After a successful installation, three new services will be available to run:
They cannot be started successfully, however, until Asterisk and Voiceglue are properly configured.
The phoneglue service needs to log in to the Asterisk manager with username “phoneglue” and password “phoneglue” (configurable with command-line arguments), so configure Asterisk's manager.conf with an entry like this for Asterisk 1.4:
[phoneglue]
secret=phoneglue
read = system,call,log,verbose,command,agent,user
write = system,call,log,verbose,command,agent,user
and like this for Asterisk 1.6:
[phoneglue]
secret=phoneglue
read = system,call,log,verbose,command,agent,user,originate
write = system,call,log,verbose,command,agent,user,originate
Also make sure you have:
enabled=yes
in the same file.
The asterisk dialplan must be used to route calls to voiceglue. The simplest way to do this would be a dialplan looking something like:
[phoneglue]
exten => 1,1,Answer
exten => 1,2,Agi(agi://localhost)
exten => 1,3,Hangup
Here, whenever a call is routed to context phoneglue extension 1
it will first get answered, then routed to voiceglue (the Agi command),
then hungup.
Parameters can be passed to the VXML script like this:
exten => 1,1,Answer
exten => 1,2,Set(vxmlarg=bar)
exten => 1,3,Agi(agi://localhost/foo=${vxmlarg})
exten => 1,4,Hangup
Here, the value bar will be available in the VXML script as
the value of session-scoped variable session.connection.initargs.foo
and foo=bar will be passed as a URL-encoded argument to the
initial VXML script fetch.

------------

STATED TASK A » Find each line in the records that contains the string "yellow", and copy every such line.

EXCERPTED DATA »
------------

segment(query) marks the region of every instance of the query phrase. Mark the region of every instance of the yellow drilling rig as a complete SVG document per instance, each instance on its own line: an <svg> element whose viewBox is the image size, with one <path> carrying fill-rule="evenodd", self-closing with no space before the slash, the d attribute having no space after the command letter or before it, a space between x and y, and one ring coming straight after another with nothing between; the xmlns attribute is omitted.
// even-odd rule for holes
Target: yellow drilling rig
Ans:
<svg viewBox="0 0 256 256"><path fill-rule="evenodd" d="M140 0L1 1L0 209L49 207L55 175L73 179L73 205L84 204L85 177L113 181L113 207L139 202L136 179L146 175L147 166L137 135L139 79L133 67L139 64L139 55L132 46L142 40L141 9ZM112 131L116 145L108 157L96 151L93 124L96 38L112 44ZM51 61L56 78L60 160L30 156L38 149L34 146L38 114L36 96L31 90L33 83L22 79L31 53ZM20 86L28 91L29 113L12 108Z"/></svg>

------------

STATED TASK B » Shorten the paragraph of the Asterisk setup text that begins "The phoneglue service needs to log in", keeping its main facts.

FULL ANSWER A »
segment(query) marks the region of every instance of the query phrase. Mark the region of every instance of the yellow drilling rig as a complete SVG document per instance, each instance on its own line: an <svg> element whose viewBox is the image size, with one <path> carrying fill-rule="evenodd", self-closing with no space before the slash, the d attribute having no space after the command letter or before it, a space between x and y, and one ring coming straight after another with nothing between; the xmlns attribute is omitted.
Target: yellow drilling rig

FULL ANSWER B » The phoneglue service logs in to the Asterisk manager with the username "phoneglue" and the password "phoneglue". Both can be changed with command-line arguments. For Asterisk 1.4, Asterisk's manager.conf needs a matching entry.